(Rows from a box labeling dataset)
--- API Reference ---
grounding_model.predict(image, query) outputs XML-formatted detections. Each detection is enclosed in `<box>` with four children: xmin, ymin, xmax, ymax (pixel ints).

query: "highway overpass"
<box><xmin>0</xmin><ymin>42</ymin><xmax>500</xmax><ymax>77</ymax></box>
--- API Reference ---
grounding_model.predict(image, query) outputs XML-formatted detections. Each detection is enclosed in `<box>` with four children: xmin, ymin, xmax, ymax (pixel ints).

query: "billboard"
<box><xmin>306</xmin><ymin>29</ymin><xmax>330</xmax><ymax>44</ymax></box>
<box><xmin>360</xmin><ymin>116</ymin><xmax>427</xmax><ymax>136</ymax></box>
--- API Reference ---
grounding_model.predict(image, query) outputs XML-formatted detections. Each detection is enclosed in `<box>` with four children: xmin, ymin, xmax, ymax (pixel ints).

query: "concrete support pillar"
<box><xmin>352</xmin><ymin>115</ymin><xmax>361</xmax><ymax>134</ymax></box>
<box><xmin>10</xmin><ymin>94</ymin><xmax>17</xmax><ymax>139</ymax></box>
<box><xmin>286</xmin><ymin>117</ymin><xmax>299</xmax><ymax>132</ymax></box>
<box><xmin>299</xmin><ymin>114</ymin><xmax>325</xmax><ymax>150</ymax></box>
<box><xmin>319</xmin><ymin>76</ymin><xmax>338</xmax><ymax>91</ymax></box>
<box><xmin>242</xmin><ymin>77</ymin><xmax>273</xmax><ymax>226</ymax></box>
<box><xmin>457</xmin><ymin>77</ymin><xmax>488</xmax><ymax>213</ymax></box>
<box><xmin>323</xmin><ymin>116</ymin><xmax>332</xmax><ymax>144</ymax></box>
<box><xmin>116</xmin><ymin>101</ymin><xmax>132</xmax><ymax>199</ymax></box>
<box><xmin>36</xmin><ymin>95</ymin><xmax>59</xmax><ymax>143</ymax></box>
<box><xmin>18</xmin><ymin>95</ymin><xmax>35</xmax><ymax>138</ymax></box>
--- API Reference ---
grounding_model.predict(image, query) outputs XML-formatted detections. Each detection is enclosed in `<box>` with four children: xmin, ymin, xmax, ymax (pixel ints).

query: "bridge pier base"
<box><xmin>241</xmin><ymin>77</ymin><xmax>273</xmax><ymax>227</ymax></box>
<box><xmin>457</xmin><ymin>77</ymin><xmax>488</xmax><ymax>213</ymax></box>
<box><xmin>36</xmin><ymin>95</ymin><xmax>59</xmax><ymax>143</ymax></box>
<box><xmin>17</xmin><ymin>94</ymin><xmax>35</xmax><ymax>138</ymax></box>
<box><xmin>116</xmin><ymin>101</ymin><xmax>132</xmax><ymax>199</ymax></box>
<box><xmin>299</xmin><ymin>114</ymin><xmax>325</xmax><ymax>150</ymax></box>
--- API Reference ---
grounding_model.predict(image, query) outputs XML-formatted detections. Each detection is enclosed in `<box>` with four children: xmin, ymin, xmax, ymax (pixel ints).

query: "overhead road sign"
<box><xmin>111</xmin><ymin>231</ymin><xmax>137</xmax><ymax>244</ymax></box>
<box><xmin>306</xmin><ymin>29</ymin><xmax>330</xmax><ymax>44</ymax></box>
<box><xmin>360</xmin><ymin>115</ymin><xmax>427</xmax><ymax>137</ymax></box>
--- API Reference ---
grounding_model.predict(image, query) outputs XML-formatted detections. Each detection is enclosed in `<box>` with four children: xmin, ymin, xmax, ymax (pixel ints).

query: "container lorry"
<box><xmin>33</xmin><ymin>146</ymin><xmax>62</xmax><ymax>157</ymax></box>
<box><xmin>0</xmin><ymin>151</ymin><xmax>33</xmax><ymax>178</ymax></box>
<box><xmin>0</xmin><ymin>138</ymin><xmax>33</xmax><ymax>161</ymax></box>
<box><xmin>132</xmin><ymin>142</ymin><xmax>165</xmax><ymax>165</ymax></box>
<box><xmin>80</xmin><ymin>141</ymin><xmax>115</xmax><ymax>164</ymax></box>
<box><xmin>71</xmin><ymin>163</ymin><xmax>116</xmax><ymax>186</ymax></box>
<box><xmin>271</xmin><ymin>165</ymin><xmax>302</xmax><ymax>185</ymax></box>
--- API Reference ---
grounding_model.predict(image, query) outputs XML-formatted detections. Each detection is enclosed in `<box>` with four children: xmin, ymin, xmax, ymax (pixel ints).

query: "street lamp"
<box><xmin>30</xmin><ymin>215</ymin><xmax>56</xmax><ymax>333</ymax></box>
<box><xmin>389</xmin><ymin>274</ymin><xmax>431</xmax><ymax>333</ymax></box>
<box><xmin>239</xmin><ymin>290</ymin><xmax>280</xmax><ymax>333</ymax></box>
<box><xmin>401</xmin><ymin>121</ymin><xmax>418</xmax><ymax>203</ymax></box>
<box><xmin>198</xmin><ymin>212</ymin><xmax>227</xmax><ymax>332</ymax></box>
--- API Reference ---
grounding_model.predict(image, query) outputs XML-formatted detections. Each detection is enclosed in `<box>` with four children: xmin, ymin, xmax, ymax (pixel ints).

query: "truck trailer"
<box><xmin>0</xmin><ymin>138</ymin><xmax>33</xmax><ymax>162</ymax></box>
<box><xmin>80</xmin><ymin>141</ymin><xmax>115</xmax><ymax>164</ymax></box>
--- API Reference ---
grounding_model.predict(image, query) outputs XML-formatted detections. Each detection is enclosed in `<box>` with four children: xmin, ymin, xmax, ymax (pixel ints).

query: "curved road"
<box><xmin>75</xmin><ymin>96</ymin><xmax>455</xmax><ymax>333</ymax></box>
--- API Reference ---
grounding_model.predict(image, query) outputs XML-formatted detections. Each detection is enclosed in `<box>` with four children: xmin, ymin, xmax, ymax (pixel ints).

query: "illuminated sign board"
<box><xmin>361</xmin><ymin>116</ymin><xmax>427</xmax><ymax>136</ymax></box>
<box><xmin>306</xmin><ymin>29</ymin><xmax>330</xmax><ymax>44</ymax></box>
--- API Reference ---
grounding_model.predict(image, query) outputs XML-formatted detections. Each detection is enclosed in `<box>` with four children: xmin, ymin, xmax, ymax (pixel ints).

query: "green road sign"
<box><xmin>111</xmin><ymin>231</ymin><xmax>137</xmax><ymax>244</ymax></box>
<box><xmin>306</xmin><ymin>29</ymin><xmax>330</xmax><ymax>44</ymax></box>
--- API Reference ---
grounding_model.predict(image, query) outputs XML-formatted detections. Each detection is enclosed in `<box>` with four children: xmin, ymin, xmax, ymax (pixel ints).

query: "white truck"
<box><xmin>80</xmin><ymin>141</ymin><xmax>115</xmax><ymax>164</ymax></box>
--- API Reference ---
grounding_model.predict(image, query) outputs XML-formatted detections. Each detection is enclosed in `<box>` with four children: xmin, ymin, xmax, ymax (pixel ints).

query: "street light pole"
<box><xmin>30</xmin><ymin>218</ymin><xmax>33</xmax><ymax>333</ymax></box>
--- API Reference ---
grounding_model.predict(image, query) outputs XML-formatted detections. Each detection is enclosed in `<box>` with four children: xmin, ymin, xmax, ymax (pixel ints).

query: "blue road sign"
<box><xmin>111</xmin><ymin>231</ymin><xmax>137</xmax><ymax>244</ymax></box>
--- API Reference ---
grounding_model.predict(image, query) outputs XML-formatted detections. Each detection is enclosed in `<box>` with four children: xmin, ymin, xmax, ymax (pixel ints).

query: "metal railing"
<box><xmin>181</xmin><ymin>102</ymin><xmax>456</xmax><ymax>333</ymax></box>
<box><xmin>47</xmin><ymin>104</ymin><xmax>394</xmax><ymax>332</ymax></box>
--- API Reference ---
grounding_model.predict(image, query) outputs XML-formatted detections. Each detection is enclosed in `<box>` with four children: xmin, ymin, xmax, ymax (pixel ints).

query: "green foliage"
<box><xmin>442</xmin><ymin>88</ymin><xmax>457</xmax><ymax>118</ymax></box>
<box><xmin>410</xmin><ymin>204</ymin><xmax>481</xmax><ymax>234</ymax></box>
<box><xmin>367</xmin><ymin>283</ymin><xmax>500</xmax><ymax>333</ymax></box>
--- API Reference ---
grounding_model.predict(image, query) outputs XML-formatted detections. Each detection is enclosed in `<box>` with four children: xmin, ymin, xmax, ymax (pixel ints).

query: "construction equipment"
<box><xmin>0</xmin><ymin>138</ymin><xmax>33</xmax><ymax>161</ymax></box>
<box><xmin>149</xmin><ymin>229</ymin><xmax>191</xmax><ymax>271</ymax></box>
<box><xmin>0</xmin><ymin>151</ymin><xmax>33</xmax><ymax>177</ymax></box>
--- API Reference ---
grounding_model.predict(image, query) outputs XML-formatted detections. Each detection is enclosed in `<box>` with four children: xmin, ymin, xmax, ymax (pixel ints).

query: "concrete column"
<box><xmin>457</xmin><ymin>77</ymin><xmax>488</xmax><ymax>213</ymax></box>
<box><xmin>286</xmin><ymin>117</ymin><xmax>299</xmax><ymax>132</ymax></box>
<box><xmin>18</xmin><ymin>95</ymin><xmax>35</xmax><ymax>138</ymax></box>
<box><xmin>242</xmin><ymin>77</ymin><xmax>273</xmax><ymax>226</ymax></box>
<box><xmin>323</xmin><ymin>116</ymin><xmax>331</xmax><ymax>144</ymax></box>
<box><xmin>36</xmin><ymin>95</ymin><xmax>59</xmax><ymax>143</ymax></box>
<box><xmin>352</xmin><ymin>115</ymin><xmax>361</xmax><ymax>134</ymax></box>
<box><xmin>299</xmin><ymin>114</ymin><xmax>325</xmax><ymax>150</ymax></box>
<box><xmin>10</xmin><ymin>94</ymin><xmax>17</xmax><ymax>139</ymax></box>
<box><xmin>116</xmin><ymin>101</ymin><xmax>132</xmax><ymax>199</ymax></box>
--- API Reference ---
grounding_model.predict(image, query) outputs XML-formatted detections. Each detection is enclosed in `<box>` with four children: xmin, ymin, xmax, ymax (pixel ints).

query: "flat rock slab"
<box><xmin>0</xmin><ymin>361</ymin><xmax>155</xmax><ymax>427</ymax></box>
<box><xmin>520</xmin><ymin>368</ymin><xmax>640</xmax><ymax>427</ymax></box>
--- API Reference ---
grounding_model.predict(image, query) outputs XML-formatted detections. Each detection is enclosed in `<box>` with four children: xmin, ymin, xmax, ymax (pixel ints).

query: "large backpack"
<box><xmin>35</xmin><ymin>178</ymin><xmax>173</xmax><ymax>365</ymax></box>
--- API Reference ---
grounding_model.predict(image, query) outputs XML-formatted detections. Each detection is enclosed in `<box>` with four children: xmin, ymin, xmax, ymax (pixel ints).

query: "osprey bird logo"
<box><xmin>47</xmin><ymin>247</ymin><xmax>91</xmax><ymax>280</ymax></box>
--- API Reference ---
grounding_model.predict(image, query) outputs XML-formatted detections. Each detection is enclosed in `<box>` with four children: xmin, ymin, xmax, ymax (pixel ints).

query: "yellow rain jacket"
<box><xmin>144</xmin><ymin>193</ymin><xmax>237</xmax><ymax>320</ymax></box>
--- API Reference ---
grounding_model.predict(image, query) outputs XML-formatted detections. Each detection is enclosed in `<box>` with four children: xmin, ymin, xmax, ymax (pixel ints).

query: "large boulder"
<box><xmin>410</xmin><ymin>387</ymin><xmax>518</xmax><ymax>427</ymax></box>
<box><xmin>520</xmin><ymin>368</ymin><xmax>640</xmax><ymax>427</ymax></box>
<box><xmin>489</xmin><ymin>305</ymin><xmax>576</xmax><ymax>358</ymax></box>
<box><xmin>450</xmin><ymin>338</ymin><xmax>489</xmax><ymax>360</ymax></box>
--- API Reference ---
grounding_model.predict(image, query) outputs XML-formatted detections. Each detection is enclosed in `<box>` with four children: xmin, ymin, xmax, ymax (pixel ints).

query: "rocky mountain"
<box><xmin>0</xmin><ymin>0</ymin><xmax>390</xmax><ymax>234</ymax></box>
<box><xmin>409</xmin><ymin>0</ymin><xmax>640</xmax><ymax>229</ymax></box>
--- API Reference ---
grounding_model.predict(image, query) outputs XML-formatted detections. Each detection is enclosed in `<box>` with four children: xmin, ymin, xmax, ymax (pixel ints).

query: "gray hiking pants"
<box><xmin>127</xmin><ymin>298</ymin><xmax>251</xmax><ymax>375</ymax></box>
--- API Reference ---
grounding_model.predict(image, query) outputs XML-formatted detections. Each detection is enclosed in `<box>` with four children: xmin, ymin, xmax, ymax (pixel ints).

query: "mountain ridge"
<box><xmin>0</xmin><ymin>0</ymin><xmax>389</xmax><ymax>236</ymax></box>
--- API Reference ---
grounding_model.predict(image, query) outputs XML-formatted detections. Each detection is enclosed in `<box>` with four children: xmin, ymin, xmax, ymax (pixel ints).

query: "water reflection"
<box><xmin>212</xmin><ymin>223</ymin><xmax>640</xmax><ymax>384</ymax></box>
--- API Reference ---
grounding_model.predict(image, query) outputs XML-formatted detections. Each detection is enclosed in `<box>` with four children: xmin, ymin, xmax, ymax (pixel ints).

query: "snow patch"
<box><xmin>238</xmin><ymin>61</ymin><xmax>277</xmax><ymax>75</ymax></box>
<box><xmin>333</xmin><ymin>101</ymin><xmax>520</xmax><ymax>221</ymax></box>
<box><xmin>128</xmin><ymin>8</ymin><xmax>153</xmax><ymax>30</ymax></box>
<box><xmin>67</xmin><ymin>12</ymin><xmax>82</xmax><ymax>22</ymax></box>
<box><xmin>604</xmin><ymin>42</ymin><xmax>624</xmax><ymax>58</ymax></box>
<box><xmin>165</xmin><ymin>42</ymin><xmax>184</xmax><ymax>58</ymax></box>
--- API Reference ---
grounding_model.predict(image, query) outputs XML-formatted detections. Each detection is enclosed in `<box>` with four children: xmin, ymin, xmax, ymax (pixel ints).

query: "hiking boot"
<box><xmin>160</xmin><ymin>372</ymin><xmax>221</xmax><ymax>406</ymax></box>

▶ What you have to do
Return every line of the material containing the string "road", with case counting.

▶ Right answer
query: "overhead road sign"
query: "curved road"
query: "green road sign"
query: "blue road sign"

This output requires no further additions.